TASKS TO CARRY OUT ->
• A. In the forum thread on tea and lucid dreaming, which tea does Remus92 suggest adding to the list?
• B. Gather every line of the rows below that contains the string "Query", matching case exactly.

SUPPLIED TEXT ->
A Detailed response on changes or any differences in Lucid Dreaming. 

Amount of Lucid induction techniques attempted. E.g. WILD, VILD etc.

Thank you for taking part


*- Axis*

----------


## Auxin

Quite interesting experiment, could uncover a new oneirogen.
To make selection easier for some heres their known main effects:

Chamomile Tea - sedative
Burdock Tea - helps in digestion
Cinnamon Tea - energizing and aids digestion
Fennel Tea - good for digestion and promotes milk flow
Ginger Tea - good for digestion, exporiant, promotes sweating, circulatory stimulant, reduces nausea
Hawthorn Tea - heart tonic
Hibiscus Tea - 
Kava Tea - sedative inebriant
Licorice Tea - good for digestion, exporiant, anti-inflammatory
Motherwort Tea - heart tonic, good durring mensturation, do not use if pregnant!
Nettle Tea - clears gout, helps arthritis
Peppermint Tea - relaxes muscles of digestive tract, reduces nausea
Rosehip Tea - vitamin C
Rosemary Tea - helps with exhaustion, weakness, and depression. Improves circulation, stimulates digestion
Sage Tea - bitter digestive stimulant, helpful in menopause
Spearmint Tea - similar to peppermint
Thyme Tea - antiseptic exporiant, aids digestion
Green Tea - stimulant
Black Tea - stimulant stronger than green tea
Ginseng Tea - adaptogenic immunostimulant, mild stimulant
Rooibos Tea - unverified potential for improving digestion, reducing allergies, and helping with sleep. Possible immunostimulant and antioxidant effects.

----------


## Axis

Thank you for that *Auxin*, very descriptive.


*- Axis*

----------


## scruffty

I drink a very large varity of tea

have been mainly drink green tea with added tings like jasmine/ apple and pear/ orange and lotus flower, and also black tea with cinnimen (sp)bark and ginger root (chai)
so far today I've had an uncountable amount of tea, maybe 20/25 cups

so I'll see what the stimulants do shall I   :smiley:

----------


## scruffty

didn't get to sleep till sunrise   :smiley:  

dreams felt as if i was in three points of conscioussness
monkey mind which just yammered on and sang songs
my dream mind which seemed very confused and seemed to be following somthing
then a kind of higher mental mind (astral?) was controlling the main focus of the dreams I had
all seemed to act independantly but reacted to the subtlties of what was going on in each point of conciousness

----------


## Remus92

I think you sohuld also add lemon tea to the list.

MATERIALS PROVIDED ->

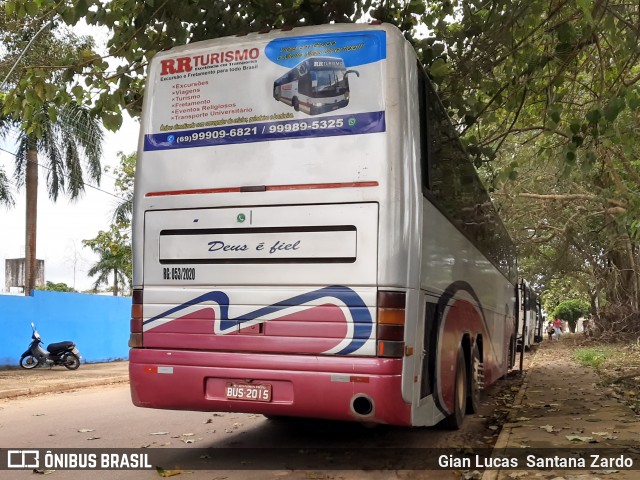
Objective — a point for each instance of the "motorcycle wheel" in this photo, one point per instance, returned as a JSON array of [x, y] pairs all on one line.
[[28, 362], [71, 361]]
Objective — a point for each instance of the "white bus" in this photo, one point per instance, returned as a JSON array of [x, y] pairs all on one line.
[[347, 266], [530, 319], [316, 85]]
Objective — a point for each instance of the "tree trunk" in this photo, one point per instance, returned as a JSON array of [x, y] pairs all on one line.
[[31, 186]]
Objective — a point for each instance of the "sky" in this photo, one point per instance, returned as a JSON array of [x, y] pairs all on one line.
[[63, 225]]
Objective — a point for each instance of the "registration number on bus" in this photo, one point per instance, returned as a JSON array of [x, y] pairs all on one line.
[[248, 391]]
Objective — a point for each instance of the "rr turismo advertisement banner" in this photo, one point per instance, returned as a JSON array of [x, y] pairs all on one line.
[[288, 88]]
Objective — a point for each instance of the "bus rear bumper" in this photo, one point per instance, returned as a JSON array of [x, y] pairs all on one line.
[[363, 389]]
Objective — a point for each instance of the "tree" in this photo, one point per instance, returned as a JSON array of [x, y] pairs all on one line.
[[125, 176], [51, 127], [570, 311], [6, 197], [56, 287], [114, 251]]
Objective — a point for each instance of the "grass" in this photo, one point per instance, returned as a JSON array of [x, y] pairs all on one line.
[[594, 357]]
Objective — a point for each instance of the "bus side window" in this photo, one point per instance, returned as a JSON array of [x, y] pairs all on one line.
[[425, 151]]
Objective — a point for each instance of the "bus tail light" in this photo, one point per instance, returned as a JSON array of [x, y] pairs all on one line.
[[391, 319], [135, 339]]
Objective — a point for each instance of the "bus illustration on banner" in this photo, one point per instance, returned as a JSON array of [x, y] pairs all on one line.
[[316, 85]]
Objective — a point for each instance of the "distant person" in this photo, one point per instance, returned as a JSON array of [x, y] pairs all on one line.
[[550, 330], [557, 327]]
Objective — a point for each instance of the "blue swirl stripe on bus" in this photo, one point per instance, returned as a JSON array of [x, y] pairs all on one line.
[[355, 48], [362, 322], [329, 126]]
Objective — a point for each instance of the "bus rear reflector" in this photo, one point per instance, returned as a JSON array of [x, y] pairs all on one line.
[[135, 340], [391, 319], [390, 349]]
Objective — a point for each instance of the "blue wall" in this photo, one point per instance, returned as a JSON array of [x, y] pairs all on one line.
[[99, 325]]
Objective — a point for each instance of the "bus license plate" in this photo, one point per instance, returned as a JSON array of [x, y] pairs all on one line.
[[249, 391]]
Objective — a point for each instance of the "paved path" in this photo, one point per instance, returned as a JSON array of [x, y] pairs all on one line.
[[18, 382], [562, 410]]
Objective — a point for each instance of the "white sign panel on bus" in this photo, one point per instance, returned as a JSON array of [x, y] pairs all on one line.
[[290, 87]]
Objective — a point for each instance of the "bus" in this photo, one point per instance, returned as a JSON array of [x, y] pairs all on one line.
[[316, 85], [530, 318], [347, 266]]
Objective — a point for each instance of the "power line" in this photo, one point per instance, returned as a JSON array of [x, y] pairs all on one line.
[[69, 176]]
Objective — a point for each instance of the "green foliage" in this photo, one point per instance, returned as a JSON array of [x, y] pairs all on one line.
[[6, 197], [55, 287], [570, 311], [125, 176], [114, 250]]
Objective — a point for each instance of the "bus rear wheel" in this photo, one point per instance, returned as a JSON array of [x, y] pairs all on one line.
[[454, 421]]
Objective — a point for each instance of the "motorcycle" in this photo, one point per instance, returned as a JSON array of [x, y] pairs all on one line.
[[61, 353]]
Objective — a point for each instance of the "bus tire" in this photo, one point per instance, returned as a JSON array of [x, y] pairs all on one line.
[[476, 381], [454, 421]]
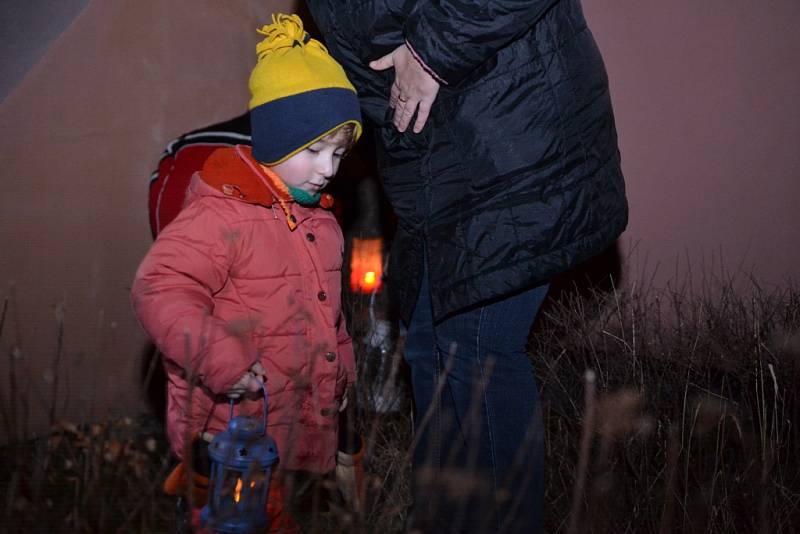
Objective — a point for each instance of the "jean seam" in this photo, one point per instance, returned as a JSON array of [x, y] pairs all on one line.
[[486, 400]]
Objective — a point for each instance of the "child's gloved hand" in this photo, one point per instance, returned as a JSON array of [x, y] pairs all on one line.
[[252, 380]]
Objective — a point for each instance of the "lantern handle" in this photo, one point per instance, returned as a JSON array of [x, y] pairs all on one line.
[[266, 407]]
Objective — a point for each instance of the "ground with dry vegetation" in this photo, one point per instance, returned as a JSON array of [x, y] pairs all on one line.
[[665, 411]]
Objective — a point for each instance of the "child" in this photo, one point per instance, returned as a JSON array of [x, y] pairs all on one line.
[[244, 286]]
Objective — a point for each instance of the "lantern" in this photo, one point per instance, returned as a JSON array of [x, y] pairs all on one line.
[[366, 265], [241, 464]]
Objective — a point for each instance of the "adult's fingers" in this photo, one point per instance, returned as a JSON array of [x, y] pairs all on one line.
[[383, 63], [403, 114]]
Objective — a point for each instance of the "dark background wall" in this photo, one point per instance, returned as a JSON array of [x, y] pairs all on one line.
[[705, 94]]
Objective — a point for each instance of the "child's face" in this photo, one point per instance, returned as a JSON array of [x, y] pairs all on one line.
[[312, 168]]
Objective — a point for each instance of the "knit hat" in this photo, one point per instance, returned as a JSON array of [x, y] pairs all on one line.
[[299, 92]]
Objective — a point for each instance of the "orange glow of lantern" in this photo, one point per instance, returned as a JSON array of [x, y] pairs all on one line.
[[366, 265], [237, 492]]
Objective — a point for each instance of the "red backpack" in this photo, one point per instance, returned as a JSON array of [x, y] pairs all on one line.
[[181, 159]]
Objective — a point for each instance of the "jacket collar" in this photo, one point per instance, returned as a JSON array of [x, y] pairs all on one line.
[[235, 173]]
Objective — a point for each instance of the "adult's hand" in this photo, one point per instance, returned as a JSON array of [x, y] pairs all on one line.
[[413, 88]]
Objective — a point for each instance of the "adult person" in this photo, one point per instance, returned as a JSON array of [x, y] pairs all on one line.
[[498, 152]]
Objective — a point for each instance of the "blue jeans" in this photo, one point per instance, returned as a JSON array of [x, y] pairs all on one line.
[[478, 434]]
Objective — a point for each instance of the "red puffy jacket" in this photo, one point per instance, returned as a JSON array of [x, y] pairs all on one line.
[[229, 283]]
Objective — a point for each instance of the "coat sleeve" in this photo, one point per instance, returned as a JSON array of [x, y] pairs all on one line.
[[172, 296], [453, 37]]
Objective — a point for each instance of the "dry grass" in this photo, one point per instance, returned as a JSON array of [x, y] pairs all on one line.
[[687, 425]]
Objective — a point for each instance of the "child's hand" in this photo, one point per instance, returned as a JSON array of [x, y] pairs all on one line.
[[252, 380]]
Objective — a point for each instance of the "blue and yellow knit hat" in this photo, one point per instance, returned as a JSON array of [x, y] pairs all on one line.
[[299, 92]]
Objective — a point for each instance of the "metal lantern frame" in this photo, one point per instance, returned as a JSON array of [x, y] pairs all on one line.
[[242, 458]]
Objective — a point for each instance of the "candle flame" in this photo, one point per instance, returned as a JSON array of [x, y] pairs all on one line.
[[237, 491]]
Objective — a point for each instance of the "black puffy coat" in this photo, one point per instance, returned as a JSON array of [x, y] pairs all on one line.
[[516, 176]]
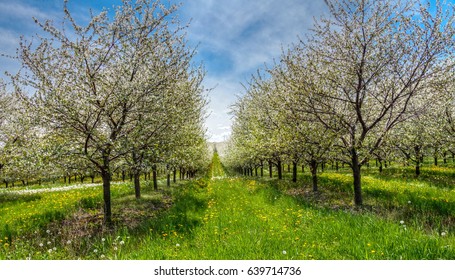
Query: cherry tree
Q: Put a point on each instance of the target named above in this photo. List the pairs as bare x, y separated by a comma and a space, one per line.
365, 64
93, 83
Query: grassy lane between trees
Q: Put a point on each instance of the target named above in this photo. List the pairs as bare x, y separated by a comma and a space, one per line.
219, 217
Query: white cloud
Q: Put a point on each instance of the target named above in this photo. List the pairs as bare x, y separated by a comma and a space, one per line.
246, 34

...

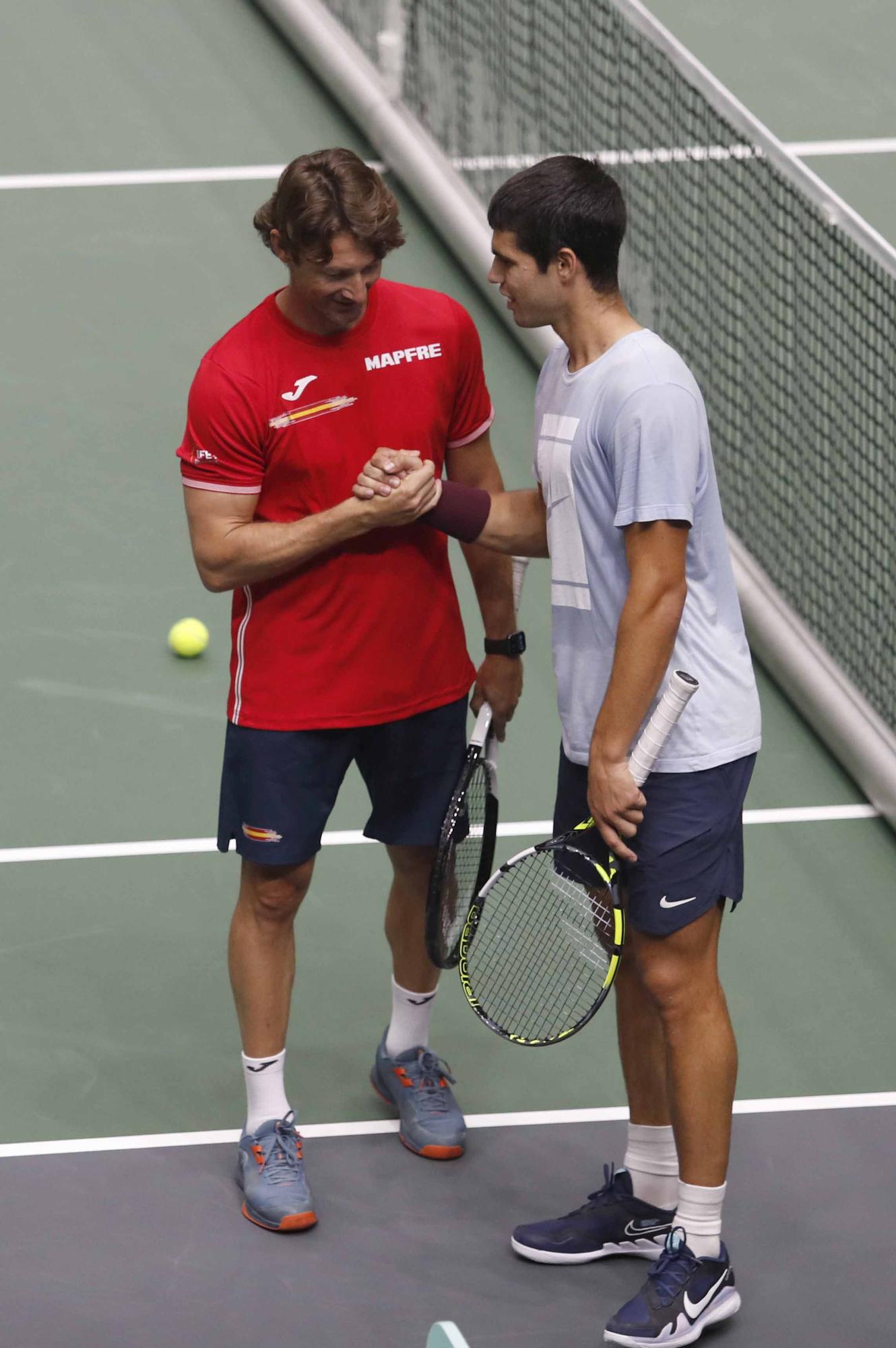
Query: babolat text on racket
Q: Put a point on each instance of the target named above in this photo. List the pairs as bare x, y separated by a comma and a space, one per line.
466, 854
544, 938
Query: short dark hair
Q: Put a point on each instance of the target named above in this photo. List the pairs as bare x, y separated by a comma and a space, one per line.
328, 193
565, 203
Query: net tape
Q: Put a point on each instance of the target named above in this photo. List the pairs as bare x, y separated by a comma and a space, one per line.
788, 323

COMPLETED EXERCISE ->
• A. Lemon tea.

• B.
Query: cherry tree
Query: grassy lane between trees
Query: white cloud
Query: babolat text on racket
Query: short dark hair
Query: net tape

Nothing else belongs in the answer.